How many lines of the material below contain the string "leaf", with case counting? Give only the number.
+ + + + + + +
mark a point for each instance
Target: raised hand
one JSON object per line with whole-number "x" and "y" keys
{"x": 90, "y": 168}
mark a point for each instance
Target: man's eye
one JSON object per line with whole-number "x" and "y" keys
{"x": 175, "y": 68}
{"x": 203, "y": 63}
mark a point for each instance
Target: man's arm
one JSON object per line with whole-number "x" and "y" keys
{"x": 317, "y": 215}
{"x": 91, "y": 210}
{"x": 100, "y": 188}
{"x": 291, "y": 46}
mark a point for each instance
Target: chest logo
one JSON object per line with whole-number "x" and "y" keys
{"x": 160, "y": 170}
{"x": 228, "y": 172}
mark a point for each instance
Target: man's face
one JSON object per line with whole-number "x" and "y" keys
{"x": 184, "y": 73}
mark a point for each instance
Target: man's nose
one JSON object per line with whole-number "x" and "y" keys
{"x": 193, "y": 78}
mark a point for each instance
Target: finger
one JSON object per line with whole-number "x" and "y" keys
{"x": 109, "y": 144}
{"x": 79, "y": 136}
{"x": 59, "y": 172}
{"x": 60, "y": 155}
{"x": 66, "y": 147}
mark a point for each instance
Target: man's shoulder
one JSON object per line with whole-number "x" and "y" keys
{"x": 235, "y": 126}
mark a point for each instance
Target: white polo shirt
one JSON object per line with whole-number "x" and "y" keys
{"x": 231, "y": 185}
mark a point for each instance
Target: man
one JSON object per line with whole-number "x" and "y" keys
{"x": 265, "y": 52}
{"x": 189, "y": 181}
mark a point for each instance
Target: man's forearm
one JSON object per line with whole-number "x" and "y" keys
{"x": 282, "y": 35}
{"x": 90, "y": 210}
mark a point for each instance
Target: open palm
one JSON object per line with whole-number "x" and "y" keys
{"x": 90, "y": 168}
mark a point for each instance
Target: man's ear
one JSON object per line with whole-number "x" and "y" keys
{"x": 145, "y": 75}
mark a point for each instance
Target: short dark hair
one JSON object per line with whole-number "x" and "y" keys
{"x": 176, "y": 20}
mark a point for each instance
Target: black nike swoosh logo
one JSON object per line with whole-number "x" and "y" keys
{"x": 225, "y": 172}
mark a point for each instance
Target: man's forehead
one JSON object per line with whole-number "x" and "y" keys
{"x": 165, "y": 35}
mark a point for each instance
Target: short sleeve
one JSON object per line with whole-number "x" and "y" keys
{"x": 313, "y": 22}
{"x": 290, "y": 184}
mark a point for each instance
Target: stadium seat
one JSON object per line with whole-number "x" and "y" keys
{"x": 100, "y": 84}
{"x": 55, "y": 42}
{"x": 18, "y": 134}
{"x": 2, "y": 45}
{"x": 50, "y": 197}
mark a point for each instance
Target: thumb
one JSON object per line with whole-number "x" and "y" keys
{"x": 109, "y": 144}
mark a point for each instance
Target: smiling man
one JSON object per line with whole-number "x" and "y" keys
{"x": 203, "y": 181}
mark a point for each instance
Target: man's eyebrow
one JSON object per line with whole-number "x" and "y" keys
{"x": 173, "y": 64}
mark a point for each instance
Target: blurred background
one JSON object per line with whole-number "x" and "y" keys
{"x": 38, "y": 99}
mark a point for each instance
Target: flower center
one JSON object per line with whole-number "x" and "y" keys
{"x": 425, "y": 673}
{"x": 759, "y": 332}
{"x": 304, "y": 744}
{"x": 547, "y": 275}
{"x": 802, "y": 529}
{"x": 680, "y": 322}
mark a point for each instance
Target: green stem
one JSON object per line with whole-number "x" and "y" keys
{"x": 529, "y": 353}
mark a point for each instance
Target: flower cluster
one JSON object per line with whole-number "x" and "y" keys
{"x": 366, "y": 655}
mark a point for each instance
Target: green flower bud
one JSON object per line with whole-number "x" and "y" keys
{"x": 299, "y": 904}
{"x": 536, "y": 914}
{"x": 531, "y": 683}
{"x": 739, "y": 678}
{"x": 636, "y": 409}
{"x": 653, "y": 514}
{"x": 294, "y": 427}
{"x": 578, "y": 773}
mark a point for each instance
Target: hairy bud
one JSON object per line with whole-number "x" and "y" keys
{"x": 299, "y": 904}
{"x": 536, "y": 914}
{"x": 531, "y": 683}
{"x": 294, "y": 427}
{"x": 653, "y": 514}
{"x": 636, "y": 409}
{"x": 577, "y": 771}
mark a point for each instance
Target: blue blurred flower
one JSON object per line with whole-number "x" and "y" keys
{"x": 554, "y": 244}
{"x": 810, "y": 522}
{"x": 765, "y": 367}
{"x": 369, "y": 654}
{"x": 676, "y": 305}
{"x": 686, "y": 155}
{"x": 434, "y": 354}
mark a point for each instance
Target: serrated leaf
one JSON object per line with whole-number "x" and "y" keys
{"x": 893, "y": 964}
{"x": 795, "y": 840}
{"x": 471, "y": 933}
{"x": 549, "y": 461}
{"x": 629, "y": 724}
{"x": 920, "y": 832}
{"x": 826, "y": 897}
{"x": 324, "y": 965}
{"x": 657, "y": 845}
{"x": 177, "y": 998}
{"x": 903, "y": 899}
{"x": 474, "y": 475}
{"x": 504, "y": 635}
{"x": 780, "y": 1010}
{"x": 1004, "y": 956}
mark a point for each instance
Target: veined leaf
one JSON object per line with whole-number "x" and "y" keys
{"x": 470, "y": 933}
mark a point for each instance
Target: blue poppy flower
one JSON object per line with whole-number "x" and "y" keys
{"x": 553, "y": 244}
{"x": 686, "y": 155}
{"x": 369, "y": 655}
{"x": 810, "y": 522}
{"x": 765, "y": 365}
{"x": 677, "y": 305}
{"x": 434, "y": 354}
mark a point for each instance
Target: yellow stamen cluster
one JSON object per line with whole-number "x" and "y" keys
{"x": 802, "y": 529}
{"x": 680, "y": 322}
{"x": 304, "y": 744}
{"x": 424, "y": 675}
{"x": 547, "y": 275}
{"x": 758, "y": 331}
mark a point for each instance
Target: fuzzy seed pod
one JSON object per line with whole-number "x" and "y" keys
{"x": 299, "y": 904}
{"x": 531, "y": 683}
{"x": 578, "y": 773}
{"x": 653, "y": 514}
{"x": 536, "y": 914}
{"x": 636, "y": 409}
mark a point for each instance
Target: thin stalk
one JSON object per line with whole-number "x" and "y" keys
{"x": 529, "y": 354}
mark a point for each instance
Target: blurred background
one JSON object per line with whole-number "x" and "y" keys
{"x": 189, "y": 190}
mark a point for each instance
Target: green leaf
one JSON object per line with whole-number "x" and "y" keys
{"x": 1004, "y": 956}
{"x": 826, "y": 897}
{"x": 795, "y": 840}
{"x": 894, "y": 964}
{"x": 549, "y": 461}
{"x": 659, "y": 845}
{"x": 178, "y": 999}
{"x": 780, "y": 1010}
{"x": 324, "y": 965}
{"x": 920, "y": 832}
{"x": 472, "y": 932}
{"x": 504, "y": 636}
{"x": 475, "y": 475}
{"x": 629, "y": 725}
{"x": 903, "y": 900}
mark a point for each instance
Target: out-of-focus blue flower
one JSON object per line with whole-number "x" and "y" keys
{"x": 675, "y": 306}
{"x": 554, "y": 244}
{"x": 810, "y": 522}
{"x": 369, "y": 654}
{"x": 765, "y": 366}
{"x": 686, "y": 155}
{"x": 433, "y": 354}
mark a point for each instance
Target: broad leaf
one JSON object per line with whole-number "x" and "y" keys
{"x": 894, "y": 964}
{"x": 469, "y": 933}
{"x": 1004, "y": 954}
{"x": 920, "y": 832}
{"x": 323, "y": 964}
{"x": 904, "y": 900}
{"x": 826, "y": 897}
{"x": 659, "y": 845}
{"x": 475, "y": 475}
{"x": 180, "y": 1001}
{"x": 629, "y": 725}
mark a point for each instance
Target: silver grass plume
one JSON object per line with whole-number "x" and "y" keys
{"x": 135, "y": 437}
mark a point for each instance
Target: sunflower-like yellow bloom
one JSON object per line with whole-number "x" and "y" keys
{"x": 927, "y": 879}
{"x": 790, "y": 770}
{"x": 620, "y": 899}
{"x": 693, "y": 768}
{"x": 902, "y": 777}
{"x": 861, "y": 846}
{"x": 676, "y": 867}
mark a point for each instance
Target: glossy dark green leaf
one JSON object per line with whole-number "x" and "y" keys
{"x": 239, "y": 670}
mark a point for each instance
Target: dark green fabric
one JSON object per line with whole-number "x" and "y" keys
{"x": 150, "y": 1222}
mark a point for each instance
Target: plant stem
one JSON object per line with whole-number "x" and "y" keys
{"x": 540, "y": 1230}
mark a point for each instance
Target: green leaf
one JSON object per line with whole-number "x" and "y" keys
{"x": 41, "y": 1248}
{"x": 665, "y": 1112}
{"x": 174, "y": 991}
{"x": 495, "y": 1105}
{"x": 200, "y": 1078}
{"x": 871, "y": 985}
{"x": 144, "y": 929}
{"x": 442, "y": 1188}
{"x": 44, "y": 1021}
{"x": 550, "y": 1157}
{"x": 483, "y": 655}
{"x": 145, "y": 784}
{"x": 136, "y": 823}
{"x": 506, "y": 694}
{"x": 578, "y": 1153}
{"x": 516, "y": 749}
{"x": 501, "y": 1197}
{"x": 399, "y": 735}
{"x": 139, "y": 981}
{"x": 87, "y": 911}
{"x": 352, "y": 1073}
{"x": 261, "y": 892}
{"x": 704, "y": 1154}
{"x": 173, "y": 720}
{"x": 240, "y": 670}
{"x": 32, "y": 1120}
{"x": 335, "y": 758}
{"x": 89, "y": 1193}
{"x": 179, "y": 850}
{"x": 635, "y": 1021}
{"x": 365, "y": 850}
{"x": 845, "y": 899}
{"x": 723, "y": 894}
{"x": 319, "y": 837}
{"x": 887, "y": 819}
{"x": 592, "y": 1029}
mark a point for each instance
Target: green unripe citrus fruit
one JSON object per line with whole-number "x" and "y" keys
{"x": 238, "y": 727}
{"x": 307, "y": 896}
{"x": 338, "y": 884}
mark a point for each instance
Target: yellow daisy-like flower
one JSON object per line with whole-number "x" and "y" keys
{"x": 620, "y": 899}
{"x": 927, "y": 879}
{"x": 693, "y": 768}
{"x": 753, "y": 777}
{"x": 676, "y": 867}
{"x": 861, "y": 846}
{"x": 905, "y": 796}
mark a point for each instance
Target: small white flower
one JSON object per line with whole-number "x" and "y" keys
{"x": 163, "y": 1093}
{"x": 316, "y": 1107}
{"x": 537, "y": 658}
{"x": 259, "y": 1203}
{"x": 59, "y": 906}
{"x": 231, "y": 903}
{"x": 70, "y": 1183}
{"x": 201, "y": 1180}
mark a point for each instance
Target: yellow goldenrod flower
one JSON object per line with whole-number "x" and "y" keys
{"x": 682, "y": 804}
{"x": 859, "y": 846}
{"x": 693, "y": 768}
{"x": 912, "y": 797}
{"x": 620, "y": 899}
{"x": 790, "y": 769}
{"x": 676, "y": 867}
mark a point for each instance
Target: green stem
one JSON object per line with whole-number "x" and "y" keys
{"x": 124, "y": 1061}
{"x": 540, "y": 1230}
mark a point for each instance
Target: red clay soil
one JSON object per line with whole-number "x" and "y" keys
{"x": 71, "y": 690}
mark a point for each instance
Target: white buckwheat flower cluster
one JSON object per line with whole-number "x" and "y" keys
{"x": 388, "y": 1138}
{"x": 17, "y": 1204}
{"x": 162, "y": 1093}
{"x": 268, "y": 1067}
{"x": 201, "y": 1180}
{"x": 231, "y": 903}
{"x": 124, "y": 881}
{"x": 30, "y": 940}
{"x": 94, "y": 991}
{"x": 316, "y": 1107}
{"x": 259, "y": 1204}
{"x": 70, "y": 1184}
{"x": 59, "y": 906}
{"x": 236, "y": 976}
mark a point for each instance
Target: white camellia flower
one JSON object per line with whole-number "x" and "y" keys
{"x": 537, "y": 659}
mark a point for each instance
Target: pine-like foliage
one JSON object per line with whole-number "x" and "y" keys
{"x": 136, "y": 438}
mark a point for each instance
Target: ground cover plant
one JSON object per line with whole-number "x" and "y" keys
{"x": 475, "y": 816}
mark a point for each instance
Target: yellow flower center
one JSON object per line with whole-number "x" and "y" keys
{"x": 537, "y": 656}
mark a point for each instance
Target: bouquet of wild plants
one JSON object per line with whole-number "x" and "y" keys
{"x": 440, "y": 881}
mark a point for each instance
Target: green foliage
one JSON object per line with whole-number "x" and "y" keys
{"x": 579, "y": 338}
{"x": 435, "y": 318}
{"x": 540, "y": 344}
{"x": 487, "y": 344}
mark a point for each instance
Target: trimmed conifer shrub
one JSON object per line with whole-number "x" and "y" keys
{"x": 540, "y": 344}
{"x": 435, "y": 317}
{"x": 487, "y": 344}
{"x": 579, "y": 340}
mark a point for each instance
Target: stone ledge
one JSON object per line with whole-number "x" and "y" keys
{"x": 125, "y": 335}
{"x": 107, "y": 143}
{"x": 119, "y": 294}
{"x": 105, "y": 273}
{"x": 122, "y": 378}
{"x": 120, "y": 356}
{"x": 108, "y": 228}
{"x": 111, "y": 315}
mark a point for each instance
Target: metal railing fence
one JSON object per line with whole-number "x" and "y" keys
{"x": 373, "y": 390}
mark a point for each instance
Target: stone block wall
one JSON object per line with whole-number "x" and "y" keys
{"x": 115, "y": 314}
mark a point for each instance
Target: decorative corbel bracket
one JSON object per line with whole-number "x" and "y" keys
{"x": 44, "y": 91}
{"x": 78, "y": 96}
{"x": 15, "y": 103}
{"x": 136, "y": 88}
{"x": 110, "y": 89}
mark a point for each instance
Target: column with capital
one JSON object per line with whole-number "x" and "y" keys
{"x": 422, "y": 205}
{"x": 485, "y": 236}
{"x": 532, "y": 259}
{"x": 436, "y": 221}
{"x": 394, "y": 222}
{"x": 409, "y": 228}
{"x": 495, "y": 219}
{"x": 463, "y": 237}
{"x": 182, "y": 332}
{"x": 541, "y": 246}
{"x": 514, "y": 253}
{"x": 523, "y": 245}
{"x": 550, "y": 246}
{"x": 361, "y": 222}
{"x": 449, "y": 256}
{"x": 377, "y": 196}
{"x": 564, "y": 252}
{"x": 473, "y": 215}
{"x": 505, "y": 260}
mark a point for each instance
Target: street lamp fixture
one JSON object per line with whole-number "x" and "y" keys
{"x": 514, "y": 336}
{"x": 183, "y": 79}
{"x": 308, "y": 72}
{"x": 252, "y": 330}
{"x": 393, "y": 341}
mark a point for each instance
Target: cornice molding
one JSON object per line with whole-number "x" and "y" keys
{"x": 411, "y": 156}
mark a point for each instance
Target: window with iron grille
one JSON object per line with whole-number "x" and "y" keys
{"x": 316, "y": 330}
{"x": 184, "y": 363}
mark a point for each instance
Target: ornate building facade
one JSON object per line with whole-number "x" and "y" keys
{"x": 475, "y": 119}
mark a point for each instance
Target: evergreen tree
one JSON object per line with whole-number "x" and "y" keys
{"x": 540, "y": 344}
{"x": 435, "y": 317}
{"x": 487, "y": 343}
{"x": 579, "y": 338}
+ + + + + + +
(SOLUTION TO THIS EXERCISE)
6